* _WORK ITEM_
In the records that follow, find the line with "<point>349,222</point>"; from there, retype every line exactly through the line with "<point>238,118</point>", which also belongs to the answer.

* _INFORMATION GIVEN_
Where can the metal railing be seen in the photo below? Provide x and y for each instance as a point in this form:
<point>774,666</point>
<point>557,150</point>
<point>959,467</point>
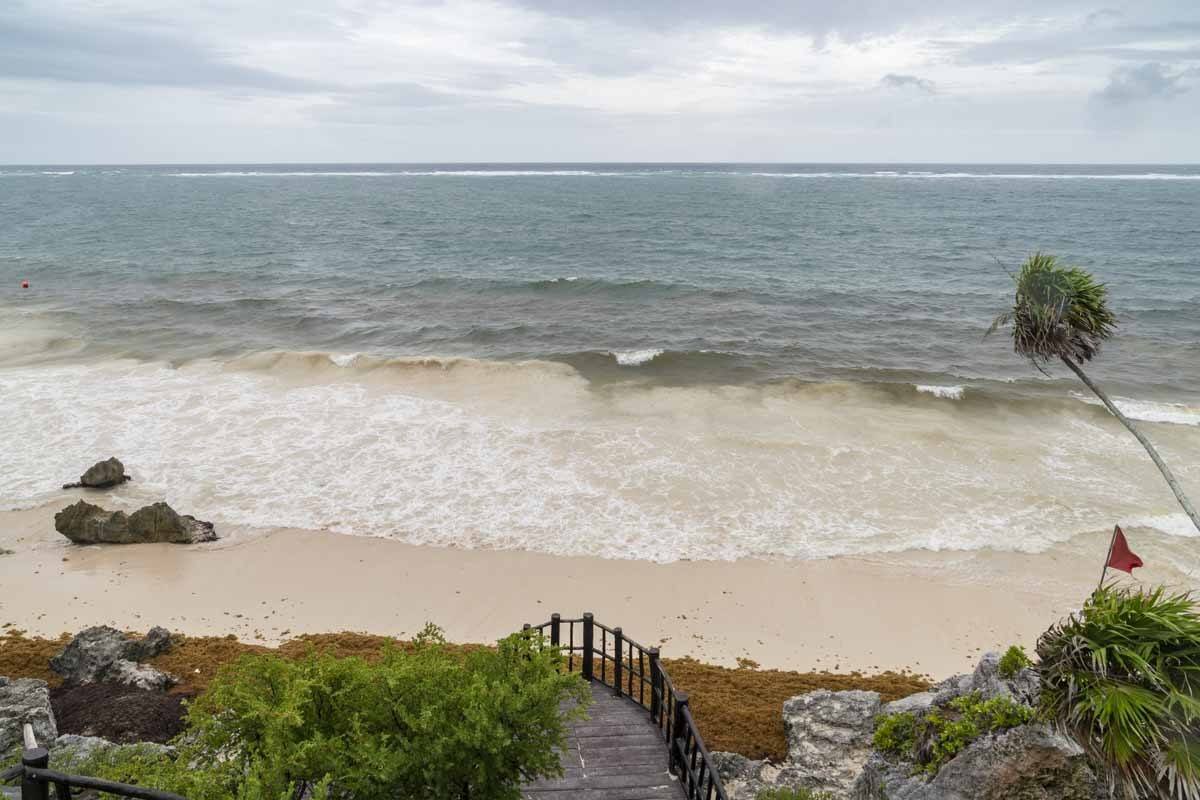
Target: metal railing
<point>636,672</point>
<point>37,777</point>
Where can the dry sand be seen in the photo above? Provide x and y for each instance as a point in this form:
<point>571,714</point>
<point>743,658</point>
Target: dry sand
<point>929,612</point>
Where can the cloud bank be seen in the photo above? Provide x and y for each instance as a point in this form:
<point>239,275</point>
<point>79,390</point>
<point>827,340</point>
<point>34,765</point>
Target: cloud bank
<point>360,80</point>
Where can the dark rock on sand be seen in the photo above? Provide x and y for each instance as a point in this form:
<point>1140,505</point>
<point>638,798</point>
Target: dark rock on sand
<point>117,713</point>
<point>101,475</point>
<point>103,654</point>
<point>25,699</point>
<point>84,523</point>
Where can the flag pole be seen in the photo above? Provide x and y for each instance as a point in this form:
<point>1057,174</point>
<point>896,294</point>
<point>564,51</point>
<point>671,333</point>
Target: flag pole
<point>1113,540</point>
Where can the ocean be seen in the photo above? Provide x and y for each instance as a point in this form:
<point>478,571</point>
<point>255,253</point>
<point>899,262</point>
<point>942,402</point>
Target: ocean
<point>649,361</point>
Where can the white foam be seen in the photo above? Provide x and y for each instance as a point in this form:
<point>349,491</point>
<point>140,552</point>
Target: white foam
<point>447,457</point>
<point>1150,410</point>
<point>343,359</point>
<point>635,358</point>
<point>1173,524</point>
<point>945,392</point>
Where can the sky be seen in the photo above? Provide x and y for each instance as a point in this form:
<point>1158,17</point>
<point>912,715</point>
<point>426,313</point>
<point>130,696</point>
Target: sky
<point>561,80</point>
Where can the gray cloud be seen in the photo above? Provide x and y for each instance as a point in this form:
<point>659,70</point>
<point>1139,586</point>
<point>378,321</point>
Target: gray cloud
<point>1146,82</point>
<point>894,80</point>
<point>34,46</point>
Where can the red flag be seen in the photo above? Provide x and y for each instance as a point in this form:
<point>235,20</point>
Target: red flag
<point>1121,557</point>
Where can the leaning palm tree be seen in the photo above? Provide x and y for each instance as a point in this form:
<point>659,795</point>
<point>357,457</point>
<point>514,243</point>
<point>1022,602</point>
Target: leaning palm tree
<point>1062,313</point>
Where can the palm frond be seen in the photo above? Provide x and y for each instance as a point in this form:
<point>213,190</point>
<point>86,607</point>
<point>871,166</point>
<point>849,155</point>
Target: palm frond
<point>1059,312</point>
<point>1121,678</point>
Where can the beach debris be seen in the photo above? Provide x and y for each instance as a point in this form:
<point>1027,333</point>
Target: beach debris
<point>1031,761</point>
<point>84,523</point>
<point>101,475</point>
<point>25,699</point>
<point>103,654</point>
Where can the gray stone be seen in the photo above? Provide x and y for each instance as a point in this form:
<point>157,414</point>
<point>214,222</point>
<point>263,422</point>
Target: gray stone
<point>917,703</point>
<point>25,699</point>
<point>84,523</point>
<point>1027,763</point>
<point>829,738</point>
<point>103,654</point>
<point>101,475</point>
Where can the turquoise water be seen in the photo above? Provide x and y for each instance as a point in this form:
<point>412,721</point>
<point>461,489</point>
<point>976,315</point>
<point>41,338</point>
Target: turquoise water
<point>736,274</point>
<point>622,360</point>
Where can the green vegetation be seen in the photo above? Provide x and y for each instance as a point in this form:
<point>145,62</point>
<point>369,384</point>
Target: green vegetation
<point>427,723</point>
<point>1123,678</point>
<point>1061,313</point>
<point>1013,661</point>
<point>792,794</point>
<point>942,733</point>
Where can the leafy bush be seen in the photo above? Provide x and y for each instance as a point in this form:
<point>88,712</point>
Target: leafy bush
<point>792,794</point>
<point>424,723</point>
<point>942,733</point>
<point>1122,677</point>
<point>1013,661</point>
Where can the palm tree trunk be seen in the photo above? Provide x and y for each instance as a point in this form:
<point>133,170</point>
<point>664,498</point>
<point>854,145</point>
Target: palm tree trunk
<point>1188,509</point>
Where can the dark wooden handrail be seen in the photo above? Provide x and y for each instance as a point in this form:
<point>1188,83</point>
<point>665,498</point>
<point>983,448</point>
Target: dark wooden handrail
<point>636,673</point>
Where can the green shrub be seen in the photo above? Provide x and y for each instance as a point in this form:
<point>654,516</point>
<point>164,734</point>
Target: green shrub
<point>897,734</point>
<point>1122,677</point>
<point>1013,661</point>
<point>792,794</point>
<point>942,733</point>
<point>423,723</point>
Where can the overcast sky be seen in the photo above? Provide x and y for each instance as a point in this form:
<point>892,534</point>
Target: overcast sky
<point>407,80</point>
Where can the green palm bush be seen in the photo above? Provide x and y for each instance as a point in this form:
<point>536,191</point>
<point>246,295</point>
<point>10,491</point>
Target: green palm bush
<point>1061,313</point>
<point>1122,677</point>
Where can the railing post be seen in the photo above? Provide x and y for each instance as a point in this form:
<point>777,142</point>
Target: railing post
<point>678,744</point>
<point>655,686</point>
<point>33,788</point>
<point>618,647</point>
<point>588,633</point>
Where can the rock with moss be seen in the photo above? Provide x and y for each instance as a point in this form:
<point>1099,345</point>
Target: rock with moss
<point>84,523</point>
<point>101,475</point>
<point>103,654</point>
<point>25,699</point>
<point>1030,762</point>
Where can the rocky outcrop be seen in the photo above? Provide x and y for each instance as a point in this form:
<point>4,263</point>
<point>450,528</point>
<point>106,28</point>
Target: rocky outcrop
<point>829,750</point>
<point>829,737</point>
<point>25,699</point>
<point>103,654</point>
<point>101,475</point>
<point>828,745</point>
<point>84,523</point>
<point>1026,763</point>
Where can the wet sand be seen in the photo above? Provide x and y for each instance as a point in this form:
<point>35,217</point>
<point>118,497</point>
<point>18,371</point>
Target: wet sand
<point>928,612</point>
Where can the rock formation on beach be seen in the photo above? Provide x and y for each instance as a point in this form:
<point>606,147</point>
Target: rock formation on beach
<point>84,523</point>
<point>831,750</point>
<point>101,475</point>
<point>103,654</point>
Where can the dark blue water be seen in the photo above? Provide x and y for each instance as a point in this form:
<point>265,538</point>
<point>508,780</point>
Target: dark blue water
<point>736,274</point>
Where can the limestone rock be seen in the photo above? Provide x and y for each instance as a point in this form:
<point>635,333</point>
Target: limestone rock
<point>84,523</point>
<point>105,654</point>
<point>1029,763</point>
<point>829,738</point>
<point>101,475</point>
<point>25,699</point>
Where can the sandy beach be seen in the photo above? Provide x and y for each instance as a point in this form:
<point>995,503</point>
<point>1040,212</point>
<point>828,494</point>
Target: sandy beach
<point>928,612</point>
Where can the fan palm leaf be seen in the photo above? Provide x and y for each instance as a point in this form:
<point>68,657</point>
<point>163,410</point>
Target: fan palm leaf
<point>1061,313</point>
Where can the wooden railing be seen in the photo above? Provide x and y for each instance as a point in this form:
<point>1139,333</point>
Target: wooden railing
<point>36,779</point>
<point>605,654</point>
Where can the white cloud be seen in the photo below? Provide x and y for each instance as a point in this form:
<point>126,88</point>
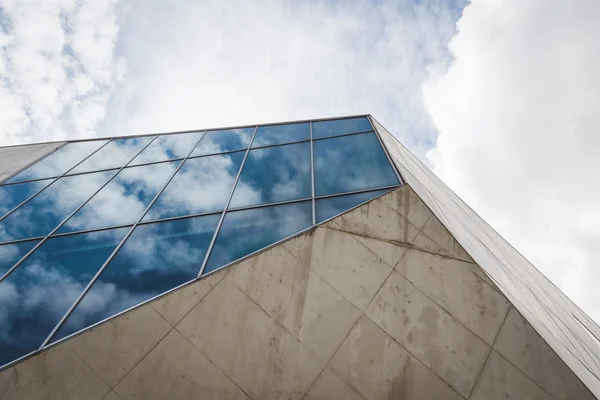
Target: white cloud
<point>518,114</point>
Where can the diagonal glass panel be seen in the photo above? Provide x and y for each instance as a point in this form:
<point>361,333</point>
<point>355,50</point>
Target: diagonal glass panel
<point>156,258</point>
<point>244,232</point>
<point>13,252</point>
<point>51,206</point>
<point>168,147</point>
<point>13,195</point>
<point>338,127</point>
<point>124,199</point>
<point>58,162</point>
<point>332,206</point>
<point>114,155</point>
<point>351,163</point>
<point>279,134</point>
<point>202,185</point>
<point>274,174</point>
<point>36,295</point>
<point>222,141</point>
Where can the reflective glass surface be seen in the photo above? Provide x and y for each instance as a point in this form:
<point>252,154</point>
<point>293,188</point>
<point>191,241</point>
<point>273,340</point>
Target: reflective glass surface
<point>337,127</point>
<point>59,162</point>
<point>244,232</point>
<point>124,199</point>
<point>36,295</point>
<point>351,163</point>
<point>332,206</point>
<point>278,134</point>
<point>51,206</point>
<point>155,258</point>
<point>274,174</point>
<point>13,195</point>
<point>13,252</point>
<point>222,141</point>
<point>168,147</point>
<point>201,185</point>
<point>114,155</point>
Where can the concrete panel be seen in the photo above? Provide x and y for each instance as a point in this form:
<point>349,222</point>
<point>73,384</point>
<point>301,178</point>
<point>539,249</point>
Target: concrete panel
<point>500,381</point>
<point>348,266</point>
<point>15,158</point>
<point>114,348</point>
<point>520,344</point>
<point>257,353</point>
<point>428,332</point>
<point>57,374</point>
<point>379,368</point>
<point>454,286</point>
<point>175,369</point>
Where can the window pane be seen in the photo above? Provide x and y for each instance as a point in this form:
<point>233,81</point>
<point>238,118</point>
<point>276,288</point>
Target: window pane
<point>114,155</point>
<point>38,292</point>
<point>274,174</point>
<point>244,232</point>
<point>332,206</point>
<point>11,253</point>
<point>124,199</point>
<point>349,163</point>
<point>154,259</point>
<point>168,147</point>
<point>276,134</point>
<point>201,185</point>
<point>45,211</point>
<point>13,195</point>
<point>221,141</point>
<point>340,127</point>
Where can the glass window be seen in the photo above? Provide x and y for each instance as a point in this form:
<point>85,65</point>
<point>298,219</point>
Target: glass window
<point>13,195</point>
<point>244,232</point>
<point>168,147</point>
<point>332,206</point>
<point>40,215</point>
<point>156,257</point>
<point>222,141</point>
<point>274,174</point>
<point>337,127</point>
<point>351,163</point>
<point>124,199</point>
<point>114,155</point>
<point>59,162</point>
<point>278,134</point>
<point>13,252</point>
<point>202,185</point>
<point>36,295</point>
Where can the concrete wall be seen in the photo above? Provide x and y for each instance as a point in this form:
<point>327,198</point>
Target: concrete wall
<point>15,158</point>
<point>379,303</point>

* _TASK RESULT_
<point>349,222</point>
<point>73,384</point>
<point>301,178</point>
<point>539,249</point>
Target: concrete panel
<point>500,381</point>
<point>348,266</point>
<point>15,158</point>
<point>114,348</point>
<point>520,344</point>
<point>257,353</point>
<point>428,332</point>
<point>57,374</point>
<point>379,368</point>
<point>454,286</point>
<point>175,369</point>
Where can the window pane be seen in the photo above? Provide x and y for each instance as a point in this form:
<point>233,81</point>
<point>238,118</point>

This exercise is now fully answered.